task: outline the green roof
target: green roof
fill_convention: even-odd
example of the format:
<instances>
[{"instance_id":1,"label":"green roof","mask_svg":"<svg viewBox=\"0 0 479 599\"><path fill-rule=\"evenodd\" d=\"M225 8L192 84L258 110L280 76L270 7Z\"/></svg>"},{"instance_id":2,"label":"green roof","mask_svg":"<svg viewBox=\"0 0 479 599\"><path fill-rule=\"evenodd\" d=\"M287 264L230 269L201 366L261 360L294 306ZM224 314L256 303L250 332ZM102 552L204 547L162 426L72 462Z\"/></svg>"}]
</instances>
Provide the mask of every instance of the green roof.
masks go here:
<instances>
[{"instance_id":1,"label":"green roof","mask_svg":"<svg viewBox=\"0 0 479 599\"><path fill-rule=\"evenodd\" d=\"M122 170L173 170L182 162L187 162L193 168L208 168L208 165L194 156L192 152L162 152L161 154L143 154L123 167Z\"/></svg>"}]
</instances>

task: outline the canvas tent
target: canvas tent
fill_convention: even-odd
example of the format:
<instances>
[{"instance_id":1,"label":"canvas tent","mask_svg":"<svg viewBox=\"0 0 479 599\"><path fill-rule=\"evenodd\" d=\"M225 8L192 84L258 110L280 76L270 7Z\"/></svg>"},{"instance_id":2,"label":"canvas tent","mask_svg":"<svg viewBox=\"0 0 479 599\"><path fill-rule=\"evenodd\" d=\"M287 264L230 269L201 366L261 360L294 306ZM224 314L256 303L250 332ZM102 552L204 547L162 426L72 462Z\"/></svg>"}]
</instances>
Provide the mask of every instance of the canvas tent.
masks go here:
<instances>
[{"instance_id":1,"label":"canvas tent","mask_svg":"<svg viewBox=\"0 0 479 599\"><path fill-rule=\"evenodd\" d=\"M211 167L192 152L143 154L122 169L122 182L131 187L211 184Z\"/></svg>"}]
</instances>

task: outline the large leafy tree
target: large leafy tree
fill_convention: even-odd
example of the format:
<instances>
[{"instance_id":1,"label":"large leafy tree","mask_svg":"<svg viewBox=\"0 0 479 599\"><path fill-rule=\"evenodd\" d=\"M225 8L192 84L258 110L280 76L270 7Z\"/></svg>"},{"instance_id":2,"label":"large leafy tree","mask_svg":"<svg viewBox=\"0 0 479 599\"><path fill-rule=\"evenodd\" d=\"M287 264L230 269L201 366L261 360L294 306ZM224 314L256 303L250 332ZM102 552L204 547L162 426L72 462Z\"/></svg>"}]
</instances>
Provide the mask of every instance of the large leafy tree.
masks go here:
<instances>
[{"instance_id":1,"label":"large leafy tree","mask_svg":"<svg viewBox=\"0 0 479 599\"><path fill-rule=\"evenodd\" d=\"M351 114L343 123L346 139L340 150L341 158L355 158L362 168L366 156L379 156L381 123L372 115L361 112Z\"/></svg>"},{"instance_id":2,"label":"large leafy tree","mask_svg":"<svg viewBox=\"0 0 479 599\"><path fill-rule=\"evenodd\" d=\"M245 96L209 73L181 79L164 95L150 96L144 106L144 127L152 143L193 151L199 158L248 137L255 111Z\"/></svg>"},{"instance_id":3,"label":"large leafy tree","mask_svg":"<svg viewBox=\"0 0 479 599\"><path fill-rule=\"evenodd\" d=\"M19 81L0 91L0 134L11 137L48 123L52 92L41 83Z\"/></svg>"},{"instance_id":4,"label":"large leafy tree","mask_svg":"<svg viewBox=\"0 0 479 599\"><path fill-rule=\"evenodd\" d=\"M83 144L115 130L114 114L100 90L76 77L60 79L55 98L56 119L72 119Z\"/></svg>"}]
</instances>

# Set problem
Would you reproduce all the entries exactly?

# Task answer
task: outline the green roof
target: green roof
fill_convention: even-odd
example of the format:
<instances>
[{"instance_id":1,"label":"green roof","mask_svg":"<svg viewBox=\"0 0 479 599\"><path fill-rule=\"evenodd\" d=\"M225 8L192 84L258 110L280 76L270 7Z\"/></svg>"},{"instance_id":2,"label":"green roof","mask_svg":"<svg viewBox=\"0 0 479 599\"><path fill-rule=\"evenodd\" d=\"M287 264L230 269L201 366L261 360L294 306ZM224 314L256 303L250 332ZM102 552L204 547L162 426L72 462Z\"/></svg>"}]
</instances>
Provide the mask of every instance of the green roof.
masks go here:
<instances>
[{"instance_id":1,"label":"green roof","mask_svg":"<svg viewBox=\"0 0 479 599\"><path fill-rule=\"evenodd\" d=\"M122 170L173 170L182 162L187 162L193 168L208 168L208 165L194 156L192 152L162 152L161 154L143 154L123 167Z\"/></svg>"}]
</instances>

task: outline the canvas tent
target: canvas tent
fill_convention: even-odd
example of the format:
<instances>
[{"instance_id":1,"label":"canvas tent","mask_svg":"<svg viewBox=\"0 0 479 599\"><path fill-rule=\"evenodd\" d=\"M225 8L192 84L258 110L280 76L270 7Z\"/></svg>"},{"instance_id":2,"label":"canvas tent","mask_svg":"<svg viewBox=\"0 0 479 599\"><path fill-rule=\"evenodd\" d=\"M287 264L230 269L201 366L261 360L294 306ZM224 314L256 303L250 332ZM102 552L204 547L162 426L72 462Z\"/></svg>"}]
</instances>
Provide the mask of every instance of the canvas tent.
masks go here:
<instances>
[{"instance_id":1,"label":"canvas tent","mask_svg":"<svg viewBox=\"0 0 479 599\"><path fill-rule=\"evenodd\" d=\"M211 167L192 152L143 154L122 169L122 182L131 187L211 184Z\"/></svg>"}]
</instances>

task: outline the large leafy tree
target: large leafy tree
fill_convention: even-odd
example of the format:
<instances>
[{"instance_id":1,"label":"large leafy tree","mask_svg":"<svg viewBox=\"0 0 479 599\"><path fill-rule=\"evenodd\" d=\"M225 8L192 84L258 110L280 76L270 7Z\"/></svg>"},{"instance_id":2,"label":"large leafy tree","mask_svg":"<svg viewBox=\"0 0 479 599\"><path fill-rule=\"evenodd\" d=\"M287 264L230 269L201 366L261 360L294 306ZM224 314L256 303L250 332ZM102 552L204 547L162 426L72 462Z\"/></svg>"}]
</instances>
Provide the mask of every instance of the large leafy tree.
masks go here:
<instances>
[{"instance_id":1,"label":"large leafy tree","mask_svg":"<svg viewBox=\"0 0 479 599\"><path fill-rule=\"evenodd\" d=\"M351 114L343 123L346 139L340 150L341 158L355 158L362 168L366 156L379 156L381 123L372 115L361 112Z\"/></svg>"},{"instance_id":2,"label":"large leafy tree","mask_svg":"<svg viewBox=\"0 0 479 599\"><path fill-rule=\"evenodd\" d=\"M245 96L209 73L181 79L164 95L150 96L144 106L144 127L152 143L193 151L199 158L248 137L255 111Z\"/></svg>"},{"instance_id":3,"label":"large leafy tree","mask_svg":"<svg viewBox=\"0 0 479 599\"><path fill-rule=\"evenodd\" d=\"M19 81L0 91L0 134L11 137L48 123L52 92L41 83Z\"/></svg>"},{"instance_id":4,"label":"large leafy tree","mask_svg":"<svg viewBox=\"0 0 479 599\"><path fill-rule=\"evenodd\" d=\"M83 144L115 130L114 114L100 90L76 77L60 79L55 98L56 119L72 119Z\"/></svg>"}]
</instances>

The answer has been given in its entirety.